What the task asks - Copy out word for word everything from the line containing "Task: identify the chrome faucet" down to the last of the rows below.

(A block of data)
- - -

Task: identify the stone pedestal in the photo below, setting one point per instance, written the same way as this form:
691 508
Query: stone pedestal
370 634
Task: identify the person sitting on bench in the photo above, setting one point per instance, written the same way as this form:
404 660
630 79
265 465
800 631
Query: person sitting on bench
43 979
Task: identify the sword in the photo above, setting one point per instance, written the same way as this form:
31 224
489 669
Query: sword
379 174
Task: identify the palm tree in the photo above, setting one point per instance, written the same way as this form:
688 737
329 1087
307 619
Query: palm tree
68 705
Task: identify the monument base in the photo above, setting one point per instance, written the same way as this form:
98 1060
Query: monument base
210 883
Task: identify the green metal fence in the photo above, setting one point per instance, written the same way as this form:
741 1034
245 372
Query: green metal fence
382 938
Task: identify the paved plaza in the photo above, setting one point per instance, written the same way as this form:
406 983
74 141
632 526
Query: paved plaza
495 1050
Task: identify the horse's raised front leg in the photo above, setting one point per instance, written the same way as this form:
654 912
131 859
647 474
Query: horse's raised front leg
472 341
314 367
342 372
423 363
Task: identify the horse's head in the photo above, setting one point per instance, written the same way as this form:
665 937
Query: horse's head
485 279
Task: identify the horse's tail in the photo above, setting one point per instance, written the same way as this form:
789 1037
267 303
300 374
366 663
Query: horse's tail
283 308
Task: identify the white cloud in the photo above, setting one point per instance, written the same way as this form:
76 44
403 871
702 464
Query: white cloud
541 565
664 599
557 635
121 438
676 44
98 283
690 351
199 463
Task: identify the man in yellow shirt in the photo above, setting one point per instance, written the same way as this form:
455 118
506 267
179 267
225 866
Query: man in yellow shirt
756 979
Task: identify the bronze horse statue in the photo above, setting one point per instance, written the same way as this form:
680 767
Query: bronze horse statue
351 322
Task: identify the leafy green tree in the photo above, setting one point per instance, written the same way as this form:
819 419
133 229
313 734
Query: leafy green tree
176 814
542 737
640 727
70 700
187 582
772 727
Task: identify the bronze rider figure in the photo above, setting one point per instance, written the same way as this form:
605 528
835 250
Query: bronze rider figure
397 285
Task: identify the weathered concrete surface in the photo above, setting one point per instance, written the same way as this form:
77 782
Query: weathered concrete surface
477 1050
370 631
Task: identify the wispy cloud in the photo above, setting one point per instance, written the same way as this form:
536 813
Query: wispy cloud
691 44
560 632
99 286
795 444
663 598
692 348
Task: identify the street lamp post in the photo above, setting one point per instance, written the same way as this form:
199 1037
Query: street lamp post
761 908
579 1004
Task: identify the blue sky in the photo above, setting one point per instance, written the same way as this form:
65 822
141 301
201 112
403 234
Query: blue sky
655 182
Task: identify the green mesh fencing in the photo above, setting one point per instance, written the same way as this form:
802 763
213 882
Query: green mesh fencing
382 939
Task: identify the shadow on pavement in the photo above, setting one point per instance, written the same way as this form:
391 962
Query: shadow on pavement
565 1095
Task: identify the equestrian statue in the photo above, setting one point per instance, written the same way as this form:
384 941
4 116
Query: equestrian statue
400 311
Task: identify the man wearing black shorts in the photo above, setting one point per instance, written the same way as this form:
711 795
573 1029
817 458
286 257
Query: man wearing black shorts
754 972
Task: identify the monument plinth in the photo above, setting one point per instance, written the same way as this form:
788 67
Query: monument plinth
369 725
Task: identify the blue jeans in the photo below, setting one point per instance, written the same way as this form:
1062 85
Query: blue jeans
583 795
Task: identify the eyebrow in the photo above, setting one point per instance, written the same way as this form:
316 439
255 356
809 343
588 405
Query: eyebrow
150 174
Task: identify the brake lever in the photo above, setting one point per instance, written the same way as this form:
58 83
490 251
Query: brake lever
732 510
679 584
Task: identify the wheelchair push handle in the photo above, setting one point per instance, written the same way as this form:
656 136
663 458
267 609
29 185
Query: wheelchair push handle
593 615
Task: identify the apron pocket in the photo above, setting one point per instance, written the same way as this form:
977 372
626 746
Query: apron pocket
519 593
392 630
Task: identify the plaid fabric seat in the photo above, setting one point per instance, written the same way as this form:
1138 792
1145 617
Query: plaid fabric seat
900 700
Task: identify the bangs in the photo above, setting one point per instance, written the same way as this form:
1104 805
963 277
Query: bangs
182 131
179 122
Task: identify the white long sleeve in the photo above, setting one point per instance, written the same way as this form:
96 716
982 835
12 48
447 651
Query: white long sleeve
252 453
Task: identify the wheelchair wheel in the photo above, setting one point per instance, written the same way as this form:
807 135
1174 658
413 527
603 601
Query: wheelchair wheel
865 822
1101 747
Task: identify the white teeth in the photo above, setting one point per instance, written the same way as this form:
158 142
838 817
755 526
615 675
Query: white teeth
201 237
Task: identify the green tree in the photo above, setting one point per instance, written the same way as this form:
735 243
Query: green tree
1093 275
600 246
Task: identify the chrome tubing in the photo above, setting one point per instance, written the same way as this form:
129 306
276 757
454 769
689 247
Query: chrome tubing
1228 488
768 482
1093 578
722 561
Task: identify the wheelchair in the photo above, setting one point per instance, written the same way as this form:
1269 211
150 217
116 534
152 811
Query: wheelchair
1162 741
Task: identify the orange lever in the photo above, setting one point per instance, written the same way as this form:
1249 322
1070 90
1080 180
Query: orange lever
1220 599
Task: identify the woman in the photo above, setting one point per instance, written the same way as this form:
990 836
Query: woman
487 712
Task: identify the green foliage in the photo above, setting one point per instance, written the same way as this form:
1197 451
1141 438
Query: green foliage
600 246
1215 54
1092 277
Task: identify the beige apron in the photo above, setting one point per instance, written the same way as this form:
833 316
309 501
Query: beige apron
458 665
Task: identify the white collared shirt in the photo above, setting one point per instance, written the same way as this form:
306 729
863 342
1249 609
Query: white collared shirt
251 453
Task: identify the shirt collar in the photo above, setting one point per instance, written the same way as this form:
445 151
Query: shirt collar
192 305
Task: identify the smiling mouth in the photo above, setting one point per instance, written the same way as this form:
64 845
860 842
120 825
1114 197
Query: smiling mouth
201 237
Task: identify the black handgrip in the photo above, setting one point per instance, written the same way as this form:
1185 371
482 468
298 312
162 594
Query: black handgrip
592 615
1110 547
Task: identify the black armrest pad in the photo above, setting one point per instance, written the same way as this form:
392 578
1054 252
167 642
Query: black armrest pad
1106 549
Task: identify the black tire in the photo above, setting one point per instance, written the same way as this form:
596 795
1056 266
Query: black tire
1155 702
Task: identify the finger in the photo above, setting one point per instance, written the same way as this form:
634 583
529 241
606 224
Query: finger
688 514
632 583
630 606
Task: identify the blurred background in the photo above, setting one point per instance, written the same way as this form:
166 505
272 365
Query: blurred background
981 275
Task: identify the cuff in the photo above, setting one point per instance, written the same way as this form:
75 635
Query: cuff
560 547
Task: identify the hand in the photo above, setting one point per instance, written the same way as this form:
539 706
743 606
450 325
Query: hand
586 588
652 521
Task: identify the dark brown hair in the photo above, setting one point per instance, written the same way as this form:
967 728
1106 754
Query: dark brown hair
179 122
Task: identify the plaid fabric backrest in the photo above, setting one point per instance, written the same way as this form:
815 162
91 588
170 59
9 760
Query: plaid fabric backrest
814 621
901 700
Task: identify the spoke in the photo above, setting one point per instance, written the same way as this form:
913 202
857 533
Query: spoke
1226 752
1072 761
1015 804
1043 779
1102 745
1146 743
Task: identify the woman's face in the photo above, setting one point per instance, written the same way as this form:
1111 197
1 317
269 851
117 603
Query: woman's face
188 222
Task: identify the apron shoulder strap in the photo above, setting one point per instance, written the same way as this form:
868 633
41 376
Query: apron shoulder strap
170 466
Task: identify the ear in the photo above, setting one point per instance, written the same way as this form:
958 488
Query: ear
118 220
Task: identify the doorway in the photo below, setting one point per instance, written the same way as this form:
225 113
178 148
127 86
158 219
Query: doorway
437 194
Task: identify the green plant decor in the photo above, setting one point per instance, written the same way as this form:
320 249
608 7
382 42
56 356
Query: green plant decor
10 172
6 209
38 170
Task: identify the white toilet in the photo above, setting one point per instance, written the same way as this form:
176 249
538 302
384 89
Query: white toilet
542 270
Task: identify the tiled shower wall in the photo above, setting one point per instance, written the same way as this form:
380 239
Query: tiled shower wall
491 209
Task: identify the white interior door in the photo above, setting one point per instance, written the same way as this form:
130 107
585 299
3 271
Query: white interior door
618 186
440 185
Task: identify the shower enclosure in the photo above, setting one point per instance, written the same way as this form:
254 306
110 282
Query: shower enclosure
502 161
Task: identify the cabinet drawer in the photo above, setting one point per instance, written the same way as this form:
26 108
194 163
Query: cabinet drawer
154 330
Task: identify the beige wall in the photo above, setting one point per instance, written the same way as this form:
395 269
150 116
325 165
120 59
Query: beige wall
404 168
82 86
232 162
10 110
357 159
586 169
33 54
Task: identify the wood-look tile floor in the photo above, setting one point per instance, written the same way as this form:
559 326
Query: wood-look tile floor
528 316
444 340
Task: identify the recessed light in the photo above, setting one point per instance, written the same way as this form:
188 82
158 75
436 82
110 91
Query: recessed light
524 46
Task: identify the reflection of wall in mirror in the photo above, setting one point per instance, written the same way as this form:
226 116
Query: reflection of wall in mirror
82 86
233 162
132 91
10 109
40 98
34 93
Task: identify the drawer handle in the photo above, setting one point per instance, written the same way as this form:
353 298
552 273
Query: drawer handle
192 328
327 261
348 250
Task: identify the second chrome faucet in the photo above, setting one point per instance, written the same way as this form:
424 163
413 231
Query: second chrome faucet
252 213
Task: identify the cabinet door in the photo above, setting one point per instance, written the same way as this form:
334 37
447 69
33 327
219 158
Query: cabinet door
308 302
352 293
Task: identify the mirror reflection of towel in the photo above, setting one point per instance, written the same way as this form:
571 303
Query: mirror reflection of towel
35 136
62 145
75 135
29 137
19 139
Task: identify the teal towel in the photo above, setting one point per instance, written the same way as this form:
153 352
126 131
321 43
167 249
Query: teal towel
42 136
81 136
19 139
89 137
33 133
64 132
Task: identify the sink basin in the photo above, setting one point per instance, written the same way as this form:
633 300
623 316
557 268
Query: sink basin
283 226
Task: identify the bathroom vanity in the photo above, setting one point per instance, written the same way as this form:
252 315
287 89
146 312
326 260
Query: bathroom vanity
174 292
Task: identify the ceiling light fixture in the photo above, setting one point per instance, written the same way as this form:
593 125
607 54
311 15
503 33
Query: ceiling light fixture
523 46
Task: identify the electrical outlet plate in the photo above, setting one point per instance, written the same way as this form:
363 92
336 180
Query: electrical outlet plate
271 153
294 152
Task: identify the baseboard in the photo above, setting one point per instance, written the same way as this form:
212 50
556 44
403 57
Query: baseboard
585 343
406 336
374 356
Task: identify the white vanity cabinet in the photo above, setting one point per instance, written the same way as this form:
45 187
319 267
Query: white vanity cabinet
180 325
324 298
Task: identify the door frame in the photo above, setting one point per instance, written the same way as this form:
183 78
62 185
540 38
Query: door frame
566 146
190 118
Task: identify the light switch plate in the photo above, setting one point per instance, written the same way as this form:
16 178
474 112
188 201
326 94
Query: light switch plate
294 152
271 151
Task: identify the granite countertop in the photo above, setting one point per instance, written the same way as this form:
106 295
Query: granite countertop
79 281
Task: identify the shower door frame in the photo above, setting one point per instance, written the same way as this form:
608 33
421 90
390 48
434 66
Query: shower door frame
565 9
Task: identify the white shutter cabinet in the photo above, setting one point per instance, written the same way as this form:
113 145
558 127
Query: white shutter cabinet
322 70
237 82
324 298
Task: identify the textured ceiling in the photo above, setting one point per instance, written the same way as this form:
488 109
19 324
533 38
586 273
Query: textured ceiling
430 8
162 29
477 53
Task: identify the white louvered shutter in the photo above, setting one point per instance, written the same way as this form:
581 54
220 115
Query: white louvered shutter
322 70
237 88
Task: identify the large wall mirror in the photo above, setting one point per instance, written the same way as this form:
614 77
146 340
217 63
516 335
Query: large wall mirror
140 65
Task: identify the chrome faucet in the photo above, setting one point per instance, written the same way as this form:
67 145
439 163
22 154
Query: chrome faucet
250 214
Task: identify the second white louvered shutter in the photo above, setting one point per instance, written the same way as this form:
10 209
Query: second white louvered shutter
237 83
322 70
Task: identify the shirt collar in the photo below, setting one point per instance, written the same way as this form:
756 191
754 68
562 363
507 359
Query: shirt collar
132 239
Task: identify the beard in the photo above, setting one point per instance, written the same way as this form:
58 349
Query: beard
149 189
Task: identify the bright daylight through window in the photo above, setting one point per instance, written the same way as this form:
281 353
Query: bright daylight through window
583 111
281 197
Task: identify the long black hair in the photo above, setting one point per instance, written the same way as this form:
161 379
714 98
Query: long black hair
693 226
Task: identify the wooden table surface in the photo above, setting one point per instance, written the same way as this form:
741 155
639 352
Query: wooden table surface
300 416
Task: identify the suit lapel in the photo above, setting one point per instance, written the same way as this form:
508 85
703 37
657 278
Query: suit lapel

- - -

Completed task -
Task: identify the chrome faucet in the photo above, setting one point per instance, written the same way as this form:
67 145
439 163
22 154
Query: chrome faucet
250 214
Task: identify the second white louvered shutter in the photo above, setting one point per instance, written the same way as this form:
10 209
Query: second white louvered shutter
237 83
322 70
Task: identify the shirt collar in the photo below, setting one point per instance, written the same way as this form:
756 191
754 68
562 363
507 359
Query: shirt collar
132 239
Task: identify the beard in the photo above, setting one point per instance, written the same way as this form:
58 349
Query: beard
149 189
Task: identify the bright daylight through window in the photo above, setting one point per instance, written the same way as this form:
281 353
Query: bright daylight through window
583 111
281 197
Task: identify the long black hair in the photo above, setting one point per instance, written the same way as this form:
161 379
714 98
Query: long black hair
693 226
Task: identify the wooden table surface in the photo above, setting one point per instance, written the same way as this form:
741 155
639 352
Query: wooden table surface
300 416
Task: identify the suit lapel in the photo above, setting one point per instance, written the same way as this form:
508 85
703 37
657 278
Query: suit lapel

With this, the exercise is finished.